--- START ---

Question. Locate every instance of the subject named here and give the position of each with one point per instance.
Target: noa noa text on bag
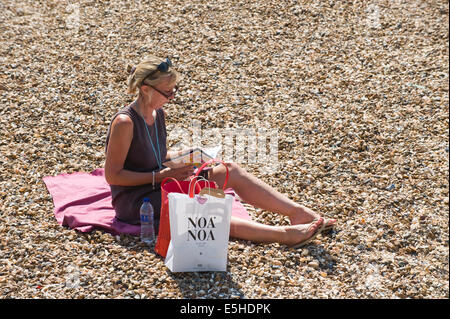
(201, 228)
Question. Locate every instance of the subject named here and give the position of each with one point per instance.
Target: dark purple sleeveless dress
(127, 200)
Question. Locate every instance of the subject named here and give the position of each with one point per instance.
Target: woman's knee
(235, 171)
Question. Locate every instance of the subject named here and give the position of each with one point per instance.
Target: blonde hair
(147, 70)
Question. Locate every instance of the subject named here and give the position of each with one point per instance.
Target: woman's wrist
(160, 176)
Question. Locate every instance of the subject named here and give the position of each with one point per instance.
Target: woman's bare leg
(259, 194)
(260, 233)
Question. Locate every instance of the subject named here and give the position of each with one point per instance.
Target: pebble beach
(357, 92)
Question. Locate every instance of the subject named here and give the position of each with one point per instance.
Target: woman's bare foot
(304, 215)
(297, 234)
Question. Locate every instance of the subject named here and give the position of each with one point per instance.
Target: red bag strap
(176, 181)
(191, 191)
(168, 178)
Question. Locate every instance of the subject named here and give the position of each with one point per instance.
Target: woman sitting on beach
(136, 148)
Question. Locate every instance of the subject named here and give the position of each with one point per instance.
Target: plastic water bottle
(147, 222)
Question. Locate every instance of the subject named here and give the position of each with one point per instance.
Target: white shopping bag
(199, 230)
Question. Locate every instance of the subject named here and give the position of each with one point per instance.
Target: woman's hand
(181, 174)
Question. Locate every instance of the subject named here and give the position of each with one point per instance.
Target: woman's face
(160, 94)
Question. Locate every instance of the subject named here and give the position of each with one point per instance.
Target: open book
(195, 156)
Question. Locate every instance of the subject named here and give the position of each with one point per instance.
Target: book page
(195, 157)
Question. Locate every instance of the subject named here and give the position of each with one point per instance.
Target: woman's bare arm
(119, 143)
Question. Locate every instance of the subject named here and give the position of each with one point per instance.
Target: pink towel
(83, 202)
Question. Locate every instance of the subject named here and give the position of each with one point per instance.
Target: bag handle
(191, 191)
(199, 178)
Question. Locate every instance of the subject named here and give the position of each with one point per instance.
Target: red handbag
(163, 240)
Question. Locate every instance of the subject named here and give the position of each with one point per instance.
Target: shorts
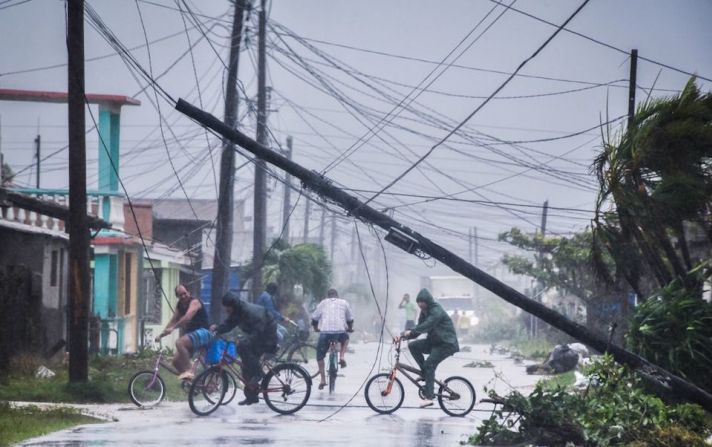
(325, 339)
(199, 338)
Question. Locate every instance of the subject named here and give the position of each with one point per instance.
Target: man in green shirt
(411, 311)
(440, 342)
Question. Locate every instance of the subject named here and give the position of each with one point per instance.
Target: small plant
(613, 410)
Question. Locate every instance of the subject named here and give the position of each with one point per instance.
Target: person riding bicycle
(260, 331)
(266, 300)
(440, 343)
(333, 318)
(190, 314)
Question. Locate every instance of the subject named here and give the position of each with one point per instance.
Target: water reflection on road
(322, 422)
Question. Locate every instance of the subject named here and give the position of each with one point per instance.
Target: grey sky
(676, 33)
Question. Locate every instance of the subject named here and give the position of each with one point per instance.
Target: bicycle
(384, 392)
(285, 387)
(148, 389)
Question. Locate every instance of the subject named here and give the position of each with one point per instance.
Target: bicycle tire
(286, 388)
(232, 386)
(463, 403)
(380, 402)
(333, 369)
(207, 391)
(146, 389)
(302, 353)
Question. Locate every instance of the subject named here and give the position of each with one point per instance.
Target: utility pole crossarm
(323, 186)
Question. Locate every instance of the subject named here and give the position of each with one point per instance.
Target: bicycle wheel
(302, 354)
(232, 386)
(456, 396)
(286, 388)
(333, 368)
(207, 391)
(146, 389)
(382, 395)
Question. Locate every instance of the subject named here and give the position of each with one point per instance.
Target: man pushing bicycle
(440, 343)
(260, 331)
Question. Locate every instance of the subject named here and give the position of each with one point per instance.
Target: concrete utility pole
(77, 223)
(307, 210)
(333, 238)
(224, 228)
(632, 86)
(286, 203)
(37, 154)
(260, 205)
(410, 241)
(322, 227)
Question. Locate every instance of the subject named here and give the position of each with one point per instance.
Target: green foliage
(673, 330)
(108, 382)
(561, 262)
(613, 410)
(18, 424)
(303, 264)
(657, 174)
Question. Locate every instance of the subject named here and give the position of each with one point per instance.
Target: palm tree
(658, 180)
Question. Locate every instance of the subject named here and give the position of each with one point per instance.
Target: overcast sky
(337, 68)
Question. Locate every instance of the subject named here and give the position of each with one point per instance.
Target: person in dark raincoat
(260, 331)
(440, 343)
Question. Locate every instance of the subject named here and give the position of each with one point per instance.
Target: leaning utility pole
(260, 205)
(286, 203)
(412, 242)
(77, 223)
(224, 227)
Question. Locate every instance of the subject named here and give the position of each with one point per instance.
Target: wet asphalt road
(341, 418)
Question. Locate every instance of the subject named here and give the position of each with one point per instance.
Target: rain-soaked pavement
(342, 418)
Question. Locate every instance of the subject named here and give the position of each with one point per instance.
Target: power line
(482, 104)
(607, 45)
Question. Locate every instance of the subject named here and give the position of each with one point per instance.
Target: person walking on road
(440, 343)
(333, 318)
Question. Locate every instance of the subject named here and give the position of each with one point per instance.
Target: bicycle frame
(404, 369)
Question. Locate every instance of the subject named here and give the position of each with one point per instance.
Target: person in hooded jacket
(260, 331)
(440, 342)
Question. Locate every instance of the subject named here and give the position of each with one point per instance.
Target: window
(54, 269)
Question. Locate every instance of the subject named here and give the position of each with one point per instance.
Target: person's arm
(316, 316)
(349, 318)
(193, 308)
(426, 323)
(170, 326)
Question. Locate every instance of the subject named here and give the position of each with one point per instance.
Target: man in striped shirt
(333, 318)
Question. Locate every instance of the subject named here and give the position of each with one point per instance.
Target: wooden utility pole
(37, 154)
(224, 227)
(286, 203)
(260, 205)
(307, 210)
(632, 86)
(77, 224)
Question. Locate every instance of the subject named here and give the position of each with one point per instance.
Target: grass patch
(108, 382)
(558, 380)
(18, 424)
(535, 348)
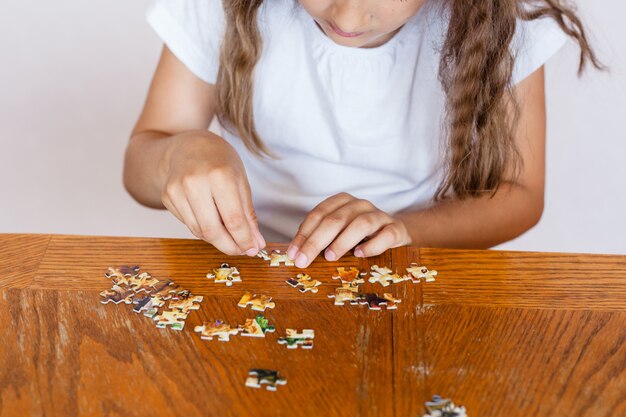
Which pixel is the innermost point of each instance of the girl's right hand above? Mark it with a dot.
(206, 188)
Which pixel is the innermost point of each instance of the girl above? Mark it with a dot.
(349, 124)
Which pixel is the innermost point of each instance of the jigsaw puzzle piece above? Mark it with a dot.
(258, 302)
(256, 327)
(276, 258)
(218, 329)
(417, 273)
(294, 339)
(174, 319)
(269, 378)
(350, 275)
(346, 292)
(226, 274)
(304, 280)
(120, 275)
(374, 302)
(187, 304)
(149, 304)
(117, 295)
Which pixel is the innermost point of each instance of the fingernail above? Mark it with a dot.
(291, 251)
(301, 260)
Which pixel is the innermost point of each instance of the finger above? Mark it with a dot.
(210, 225)
(246, 196)
(313, 219)
(388, 237)
(230, 207)
(328, 229)
(363, 225)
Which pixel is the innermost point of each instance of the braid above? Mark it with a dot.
(240, 51)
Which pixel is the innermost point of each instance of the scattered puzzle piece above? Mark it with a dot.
(256, 327)
(350, 275)
(418, 273)
(225, 273)
(384, 276)
(276, 258)
(166, 289)
(172, 318)
(265, 377)
(307, 283)
(374, 302)
(218, 329)
(117, 295)
(259, 303)
(345, 293)
(263, 255)
(187, 304)
(295, 339)
(440, 407)
(149, 304)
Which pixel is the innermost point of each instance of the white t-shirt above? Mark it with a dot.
(362, 121)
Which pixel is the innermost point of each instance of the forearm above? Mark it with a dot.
(147, 161)
(476, 223)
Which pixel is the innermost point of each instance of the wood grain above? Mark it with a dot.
(19, 258)
(521, 362)
(503, 333)
(526, 279)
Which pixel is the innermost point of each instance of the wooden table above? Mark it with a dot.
(503, 333)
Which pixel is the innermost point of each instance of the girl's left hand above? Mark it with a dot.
(340, 223)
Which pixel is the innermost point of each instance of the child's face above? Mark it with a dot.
(361, 23)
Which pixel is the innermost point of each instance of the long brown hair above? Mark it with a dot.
(475, 71)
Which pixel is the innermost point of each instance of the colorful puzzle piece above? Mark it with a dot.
(270, 379)
(384, 276)
(418, 273)
(374, 302)
(218, 329)
(256, 327)
(345, 293)
(295, 339)
(225, 273)
(172, 318)
(276, 258)
(440, 407)
(263, 255)
(149, 304)
(259, 303)
(166, 289)
(187, 303)
(121, 275)
(307, 283)
(350, 275)
(117, 295)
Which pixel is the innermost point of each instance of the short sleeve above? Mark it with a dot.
(534, 44)
(193, 31)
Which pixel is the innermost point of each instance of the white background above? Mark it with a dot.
(73, 77)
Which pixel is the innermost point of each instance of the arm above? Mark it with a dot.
(341, 222)
(173, 161)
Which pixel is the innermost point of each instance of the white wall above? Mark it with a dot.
(73, 77)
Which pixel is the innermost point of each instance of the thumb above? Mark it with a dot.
(248, 208)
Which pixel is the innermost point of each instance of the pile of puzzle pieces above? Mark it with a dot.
(351, 278)
(149, 294)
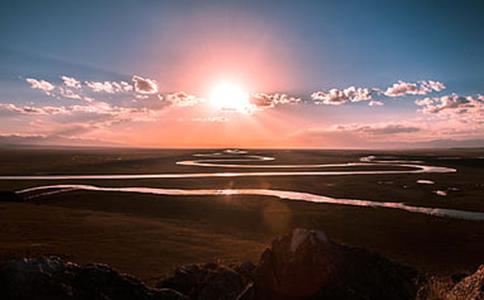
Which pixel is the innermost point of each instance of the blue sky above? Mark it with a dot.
(295, 48)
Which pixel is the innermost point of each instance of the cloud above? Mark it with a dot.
(263, 100)
(338, 97)
(50, 139)
(375, 103)
(70, 94)
(145, 85)
(453, 104)
(377, 129)
(182, 99)
(31, 110)
(403, 88)
(354, 94)
(110, 87)
(215, 119)
(71, 82)
(42, 85)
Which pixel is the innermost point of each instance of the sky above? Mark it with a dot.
(248, 74)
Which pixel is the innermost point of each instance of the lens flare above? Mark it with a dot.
(227, 96)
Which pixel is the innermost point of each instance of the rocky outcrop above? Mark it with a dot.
(455, 287)
(306, 264)
(52, 278)
(207, 281)
(302, 265)
(471, 287)
(6, 196)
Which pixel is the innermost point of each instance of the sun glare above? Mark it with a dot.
(230, 97)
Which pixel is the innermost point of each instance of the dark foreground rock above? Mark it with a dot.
(52, 278)
(7, 196)
(306, 264)
(302, 265)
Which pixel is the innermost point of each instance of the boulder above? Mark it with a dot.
(206, 281)
(7, 196)
(470, 287)
(52, 278)
(307, 265)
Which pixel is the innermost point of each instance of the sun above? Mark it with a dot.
(227, 96)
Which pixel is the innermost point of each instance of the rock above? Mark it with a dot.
(471, 287)
(52, 278)
(7, 196)
(206, 281)
(299, 265)
(306, 265)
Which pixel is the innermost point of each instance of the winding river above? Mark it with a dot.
(240, 159)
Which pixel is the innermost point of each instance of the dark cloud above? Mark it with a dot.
(145, 85)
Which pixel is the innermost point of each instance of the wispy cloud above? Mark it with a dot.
(42, 85)
(263, 100)
(358, 94)
(145, 85)
(183, 99)
(403, 88)
(338, 97)
(71, 82)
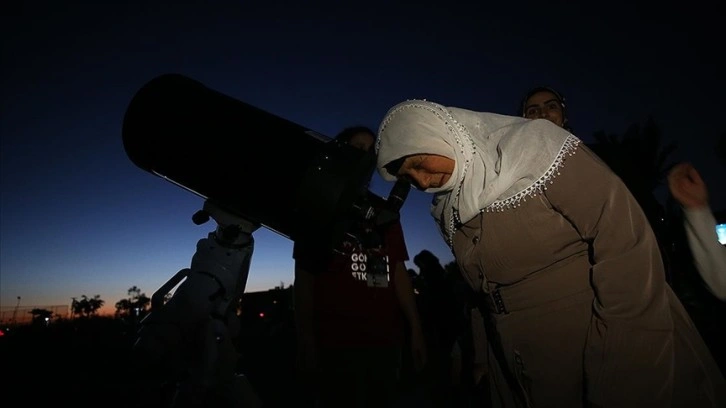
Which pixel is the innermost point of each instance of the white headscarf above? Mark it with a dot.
(500, 159)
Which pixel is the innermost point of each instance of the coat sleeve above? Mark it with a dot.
(709, 255)
(629, 356)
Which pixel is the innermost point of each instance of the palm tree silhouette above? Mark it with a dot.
(640, 159)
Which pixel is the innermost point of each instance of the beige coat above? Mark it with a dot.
(578, 308)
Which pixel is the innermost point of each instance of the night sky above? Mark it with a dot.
(77, 217)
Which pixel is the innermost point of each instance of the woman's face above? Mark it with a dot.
(426, 171)
(545, 105)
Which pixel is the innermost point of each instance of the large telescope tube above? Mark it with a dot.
(264, 168)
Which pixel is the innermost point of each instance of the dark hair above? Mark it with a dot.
(346, 134)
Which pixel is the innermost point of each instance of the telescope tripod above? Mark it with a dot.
(186, 343)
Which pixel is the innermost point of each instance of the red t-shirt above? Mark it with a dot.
(352, 306)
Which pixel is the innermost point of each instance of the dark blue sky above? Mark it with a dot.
(77, 217)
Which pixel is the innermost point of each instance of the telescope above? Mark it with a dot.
(252, 168)
(250, 162)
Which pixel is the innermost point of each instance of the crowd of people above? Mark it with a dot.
(558, 294)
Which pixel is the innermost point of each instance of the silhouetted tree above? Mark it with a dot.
(39, 315)
(640, 159)
(86, 307)
(136, 305)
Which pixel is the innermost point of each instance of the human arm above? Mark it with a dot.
(629, 353)
(709, 255)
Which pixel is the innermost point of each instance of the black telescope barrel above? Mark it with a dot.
(258, 165)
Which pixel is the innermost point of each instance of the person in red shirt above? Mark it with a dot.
(354, 306)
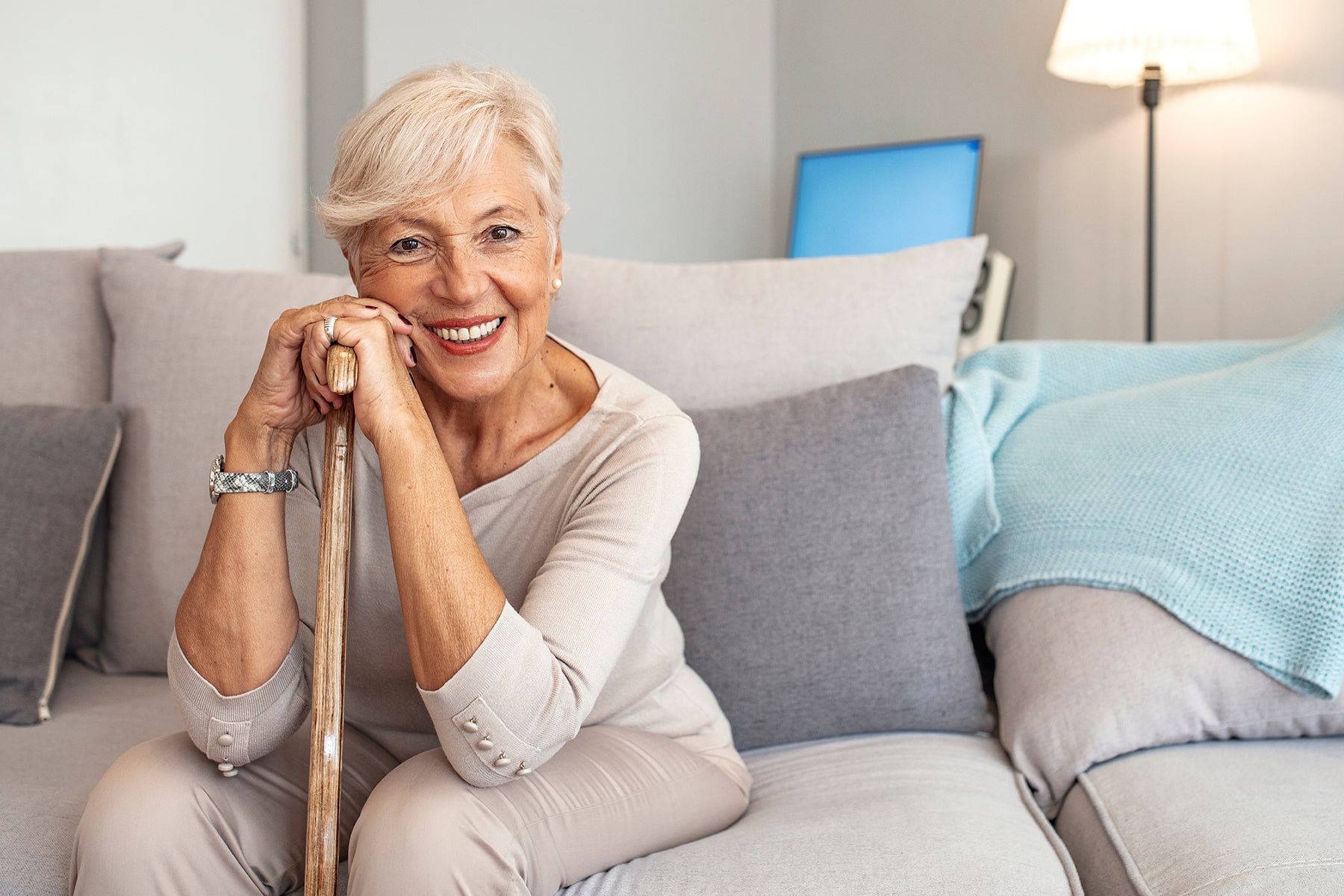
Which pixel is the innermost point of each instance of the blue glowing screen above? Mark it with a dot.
(856, 202)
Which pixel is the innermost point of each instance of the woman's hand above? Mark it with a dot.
(383, 349)
(289, 390)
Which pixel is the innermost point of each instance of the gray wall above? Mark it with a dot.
(680, 124)
(143, 121)
(1249, 186)
(665, 109)
(334, 54)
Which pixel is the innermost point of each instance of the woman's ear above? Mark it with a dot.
(349, 267)
(556, 267)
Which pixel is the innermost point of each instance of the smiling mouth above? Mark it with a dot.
(467, 335)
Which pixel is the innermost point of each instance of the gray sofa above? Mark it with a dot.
(880, 765)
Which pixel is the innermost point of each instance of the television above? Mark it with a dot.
(880, 199)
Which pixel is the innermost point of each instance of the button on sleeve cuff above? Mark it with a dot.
(233, 731)
(479, 744)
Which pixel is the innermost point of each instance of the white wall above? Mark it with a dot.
(665, 111)
(143, 121)
(1249, 183)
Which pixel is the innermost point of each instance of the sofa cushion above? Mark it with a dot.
(45, 293)
(187, 347)
(895, 813)
(1086, 675)
(54, 467)
(1216, 818)
(813, 571)
(738, 332)
(49, 770)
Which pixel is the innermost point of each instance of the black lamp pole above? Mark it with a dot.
(1151, 94)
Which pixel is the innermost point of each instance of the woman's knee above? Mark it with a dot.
(144, 805)
(425, 830)
(164, 820)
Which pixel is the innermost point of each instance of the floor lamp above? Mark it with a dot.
(1120, 43)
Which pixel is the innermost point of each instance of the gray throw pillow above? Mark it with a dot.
(813, 570)
(54, 467)
(729, 334)
(38, 287)
(187, 347)
(1086, 675)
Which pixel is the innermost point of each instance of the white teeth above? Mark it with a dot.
(468, 334)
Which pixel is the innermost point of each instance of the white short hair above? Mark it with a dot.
(428, 134)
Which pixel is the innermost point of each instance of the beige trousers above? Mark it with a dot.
(163, 820)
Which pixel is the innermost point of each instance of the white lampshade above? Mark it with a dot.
(1109, 42)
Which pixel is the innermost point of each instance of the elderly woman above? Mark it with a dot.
(519, 712)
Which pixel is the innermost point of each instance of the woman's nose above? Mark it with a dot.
(460, 280)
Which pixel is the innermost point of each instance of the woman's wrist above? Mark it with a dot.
(252, 448)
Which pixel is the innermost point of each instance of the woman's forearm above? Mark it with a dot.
(237, 618)
(450, 600)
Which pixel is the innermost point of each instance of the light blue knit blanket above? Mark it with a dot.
(1209, 477)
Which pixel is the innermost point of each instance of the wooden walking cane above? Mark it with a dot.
(324, 758)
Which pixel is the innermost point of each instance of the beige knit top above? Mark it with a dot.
(578, 538)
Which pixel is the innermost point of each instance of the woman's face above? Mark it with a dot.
(475, 269)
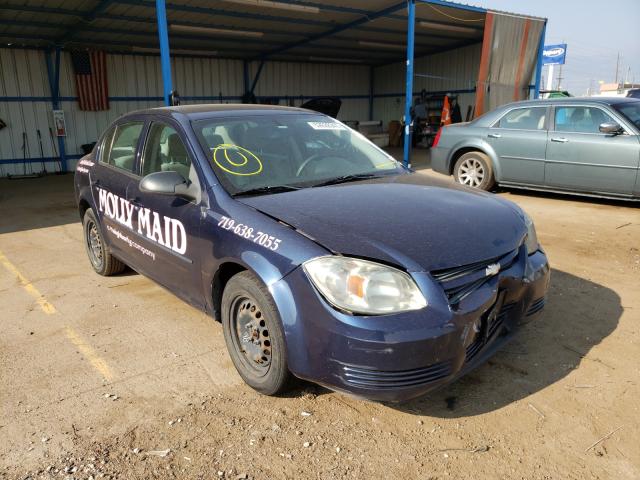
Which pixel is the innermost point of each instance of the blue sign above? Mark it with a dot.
(554, 54)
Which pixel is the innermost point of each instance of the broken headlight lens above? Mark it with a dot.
(364, 287)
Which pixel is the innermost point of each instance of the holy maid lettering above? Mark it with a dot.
(160, 229)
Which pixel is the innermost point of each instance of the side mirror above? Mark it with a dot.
(611, 128)
(167, 183)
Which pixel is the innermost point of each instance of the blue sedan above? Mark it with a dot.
(322, 256)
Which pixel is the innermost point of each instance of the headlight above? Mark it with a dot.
(364, 287)
(532, 238)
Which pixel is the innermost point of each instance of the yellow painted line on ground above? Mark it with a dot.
(89, 353)
(46, 307)
(85, 349)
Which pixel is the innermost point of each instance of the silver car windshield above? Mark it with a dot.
(288, 151)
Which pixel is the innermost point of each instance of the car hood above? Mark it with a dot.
(412, 220)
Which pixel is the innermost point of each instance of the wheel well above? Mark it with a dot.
(459, 153)
(220, 279)
(83, 206)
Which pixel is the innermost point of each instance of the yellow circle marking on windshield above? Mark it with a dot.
(248, 164)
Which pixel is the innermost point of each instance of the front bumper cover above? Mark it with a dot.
(402, 356)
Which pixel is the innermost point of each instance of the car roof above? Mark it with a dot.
(576, 100)
(200, 111)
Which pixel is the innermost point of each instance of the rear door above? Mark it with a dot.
(519, 139)
(112, 175)
(168, 227)
(581, 158)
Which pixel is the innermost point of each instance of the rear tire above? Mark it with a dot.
(254, 335)
(474, 169)
(101, 259)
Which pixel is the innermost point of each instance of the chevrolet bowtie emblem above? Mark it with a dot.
(492, 269)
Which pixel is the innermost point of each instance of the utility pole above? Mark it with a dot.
(560, 77)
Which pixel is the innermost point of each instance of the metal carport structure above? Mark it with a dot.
(252, 31)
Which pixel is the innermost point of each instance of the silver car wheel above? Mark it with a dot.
(471, 172)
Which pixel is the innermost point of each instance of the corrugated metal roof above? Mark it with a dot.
(246, 29)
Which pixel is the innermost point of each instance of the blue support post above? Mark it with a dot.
(371, 87)
(539, 64)
(53, 75)
(257, 77)
(245, 75)
(411, 24)
(165, 58)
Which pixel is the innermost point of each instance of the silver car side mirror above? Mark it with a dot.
(611, 128)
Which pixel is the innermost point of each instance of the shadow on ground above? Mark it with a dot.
(28, 204)
(578, 316)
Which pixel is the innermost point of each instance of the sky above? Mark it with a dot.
(594, 31)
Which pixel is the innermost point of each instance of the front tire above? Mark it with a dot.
(254, 336)
(474, 169)
(101, 259)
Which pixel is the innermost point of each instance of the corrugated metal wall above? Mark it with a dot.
(458, 70)
(135, 82)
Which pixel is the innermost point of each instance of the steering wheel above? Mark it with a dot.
(314, 158)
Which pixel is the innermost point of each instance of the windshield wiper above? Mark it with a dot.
(266, 189)
(345, 179)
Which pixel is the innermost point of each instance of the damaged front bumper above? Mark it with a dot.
(401, 356)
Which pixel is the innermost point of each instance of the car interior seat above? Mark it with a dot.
(125, 162)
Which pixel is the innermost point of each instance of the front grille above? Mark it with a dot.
(536, 306)
(368, 378)
(458, 282)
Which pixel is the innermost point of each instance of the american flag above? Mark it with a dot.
(90, 70)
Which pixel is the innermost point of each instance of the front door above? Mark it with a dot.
(519, 139)
(114, 172)
(581, 158)
(168, 227)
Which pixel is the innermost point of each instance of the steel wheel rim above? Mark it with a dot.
(471, 172)
(94, 244)
(250, 334)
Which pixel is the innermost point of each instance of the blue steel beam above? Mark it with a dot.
(411, 23)
(165, 58)
(182, 36)
(257, 77)
(539, 62)
(205, 10)
(53, 75)
(371, 90)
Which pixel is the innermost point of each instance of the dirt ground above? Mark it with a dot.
(117, 378)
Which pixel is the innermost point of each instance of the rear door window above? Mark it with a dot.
(121, 151)
(530, 118)
(580, 119)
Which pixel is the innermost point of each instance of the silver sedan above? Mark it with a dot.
(588, 146)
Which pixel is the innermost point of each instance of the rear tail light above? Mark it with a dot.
(437, 139)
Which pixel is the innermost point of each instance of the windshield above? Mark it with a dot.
(631, 111)
(288, 151)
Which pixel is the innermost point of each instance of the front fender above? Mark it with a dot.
(223, 246)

--- END ---

Transcribe nothing except the lines from the one with "fender above? Mark it with a dot." through the end of the data above, each exactly as it appears.

Your solution:
Which pixel is the innermost point of each instance of the front fender above? Mark it with a dot.
(223, 246)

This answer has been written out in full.